Work item | Please write out the listing exactly, with nothing altered.

Entries shown |
---
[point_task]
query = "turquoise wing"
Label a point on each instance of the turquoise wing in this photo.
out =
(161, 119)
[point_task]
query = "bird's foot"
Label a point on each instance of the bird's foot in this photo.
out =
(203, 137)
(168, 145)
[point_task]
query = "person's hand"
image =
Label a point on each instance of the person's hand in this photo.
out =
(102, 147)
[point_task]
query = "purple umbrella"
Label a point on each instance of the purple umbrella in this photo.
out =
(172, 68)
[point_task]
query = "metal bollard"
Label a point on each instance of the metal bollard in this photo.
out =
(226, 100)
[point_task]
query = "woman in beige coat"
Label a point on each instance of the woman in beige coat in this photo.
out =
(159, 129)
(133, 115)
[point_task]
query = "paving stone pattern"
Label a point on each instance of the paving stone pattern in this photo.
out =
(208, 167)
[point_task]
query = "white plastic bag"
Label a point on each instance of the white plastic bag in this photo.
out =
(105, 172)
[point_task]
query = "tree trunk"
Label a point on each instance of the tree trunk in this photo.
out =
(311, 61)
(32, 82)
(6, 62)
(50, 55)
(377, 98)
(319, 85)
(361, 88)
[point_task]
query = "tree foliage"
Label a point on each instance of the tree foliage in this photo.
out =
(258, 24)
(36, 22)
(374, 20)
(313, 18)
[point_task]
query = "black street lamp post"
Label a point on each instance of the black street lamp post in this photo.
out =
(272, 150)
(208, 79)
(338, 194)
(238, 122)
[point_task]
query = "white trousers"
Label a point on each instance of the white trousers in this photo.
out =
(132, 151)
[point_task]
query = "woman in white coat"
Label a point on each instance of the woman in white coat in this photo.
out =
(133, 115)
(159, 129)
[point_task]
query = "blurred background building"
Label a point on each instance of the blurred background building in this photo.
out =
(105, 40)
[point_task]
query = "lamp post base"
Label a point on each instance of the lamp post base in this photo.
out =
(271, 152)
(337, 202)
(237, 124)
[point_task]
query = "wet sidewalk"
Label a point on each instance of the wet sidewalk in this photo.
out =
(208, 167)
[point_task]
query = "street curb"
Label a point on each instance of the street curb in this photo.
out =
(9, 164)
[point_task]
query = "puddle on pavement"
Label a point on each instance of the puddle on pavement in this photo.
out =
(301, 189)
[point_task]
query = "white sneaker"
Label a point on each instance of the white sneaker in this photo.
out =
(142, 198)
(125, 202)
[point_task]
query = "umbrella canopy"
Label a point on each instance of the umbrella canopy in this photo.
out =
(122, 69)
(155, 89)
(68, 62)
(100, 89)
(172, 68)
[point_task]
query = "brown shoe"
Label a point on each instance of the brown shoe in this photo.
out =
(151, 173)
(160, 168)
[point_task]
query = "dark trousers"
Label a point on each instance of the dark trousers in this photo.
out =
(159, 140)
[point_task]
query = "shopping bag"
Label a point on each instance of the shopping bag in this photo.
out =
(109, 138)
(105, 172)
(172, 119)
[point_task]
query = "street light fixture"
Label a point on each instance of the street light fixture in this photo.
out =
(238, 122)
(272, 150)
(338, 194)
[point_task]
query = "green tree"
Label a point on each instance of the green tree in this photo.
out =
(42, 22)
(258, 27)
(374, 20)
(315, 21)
---
Response for this exercise |
[point_task]
query = "turquoise wing"
Label a point on each instance of the turquoise wing in this photo.
out =
(161, 119)
[point_task]
query = "bird's foot"
Label a point on each instance of the bird's foot in this photo.
out =
(203, 137)
(168, 145)
[point_task]
query = "person's hand"
image =
Label a point on each instance of the person's hand in this photo.
out =
(102, 147)
[point_task]
query = "purple umbrella"
Label a point on each instance of the purple umbrella in this photo.
out =
(172, 68)
[point_task]
query = "metal bollard"
Label a point on each instance of the metal bollard in this photo.
out =
(226, 100)
[point_task]
query = "woman in beige coat"
Label a point on each instance of the woman in beige coat in this photo.
out =
(159, 129)
(133, 115)
[point_task]
query = "paving stone pattern"
Label a point on each instance of the paving stone pattern in this photo.
out =
(208, 167)
[point_task]
query = "white plastic bag"
Label a point on each instance of the white plastic bag in this photo.
out =
(105, 172)
[point_task]
query = "tree trunk"
Label a point on each instance of the tree trunk in this photo.
out =
(311, 61)
(32, 82)
(6, 62)
(50, 55)
(377, 98)
(319, 85)
(361, 88)
[point_task]
query = "tree foliage"
Label a point on each instance of the tree foliage in this photo.
out =
(258, 24)
(36, 22)
(374, 20)
(313, 18)
[point_task]
query = "black street lamp post"
Label a point on each instance of the black street lamp post in this photo.
out =
(272, 150)
(208, 79)
(338, 194)
(238, 122)
[point_task]
query = "white trousers"
Label a point on each instance of the white trousers in this photo.
out =
(132, 151)
[point_task]
query = "woman in white coat"
Label a point on each instance of the woman in white coat in this photo.
out =
(133, 115)
(159, 129)
[point_task]
query = "blurred background building"
Label a point on each instance of the blurred background building in this photo.
out =
(105, 40)
[point_task]
query = "lamp post base"
Label a point on each instance of the lamp post base in this photo.
out =
(271, 152)
(337, 202)
(237, 124)
[point_task]
query = "wet sidewalk"
Label a point on each instance of the wet sidewalk in this photo.
out =
(208, 167)
[point_task]
query = "street curb"
Label a point on each instance of the street curb in this photo.
out =
(9, 164)
[point_task]
query = "puddle on pavement"
Label a point on each instance of the puddle on pavement in this photo.
out =
(301, 189)
[point_task]
query = "white sneaker"
Label a point on each instance of the white sneaker in this photo.
out =
(142, 198)
(125, 202)
[point_task]
query = "umbrella canopy"
Label a point on each instance of the umbrella canopy in this photo.
out =
(122, 69)
(155, 89)
(68, 62)
(100, 89)
(172, 68)
[point_task]
query = "brown shoe"
Label a point on each instance of the brown shoe in this photo.
out =
(151, 173)
(160, 168)
[point_task]
query = "dark trousers"
Label a point on each instance of the dark trousers in this photo.
out =
(159, 140)
[point_task]
query = "shopping bag"
Label a point on each instance of the shopping bag in this photo.
out =
(109, 138)
(105, 172)
(172, 119)
[point_task]
query = "street light fixture"
Label a point on each instance of the street light fixture in this photo.
out =
(238, 122)
(272, 150)
(338, 194)
[point_task]
query = "green tree"
Label a point on each instance of the green tree in this photo.
out =
(42, 22)
(258, 27)
(374, 20)
(315, 21)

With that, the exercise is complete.